* _Work to be completed_
Every entry that appears below is to be output exactly.

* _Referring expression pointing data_
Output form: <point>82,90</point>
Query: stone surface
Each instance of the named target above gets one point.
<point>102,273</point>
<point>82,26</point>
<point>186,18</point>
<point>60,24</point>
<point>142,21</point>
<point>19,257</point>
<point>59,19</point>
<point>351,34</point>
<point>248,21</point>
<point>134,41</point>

* _Reply to the exercise_
Output form: <point>82,90</point>
Query: stone surface
Each instance of the named target above gets one point.
<point>102,273</point>
<point>82,26</point>
<point>186,18</point>
<point>60,24</point>
<point>142,21</point>
<point>19,257</point>
<point>59,19</point>
<point>351,34</point>
<point>248,21</point>
<point>134,41</point>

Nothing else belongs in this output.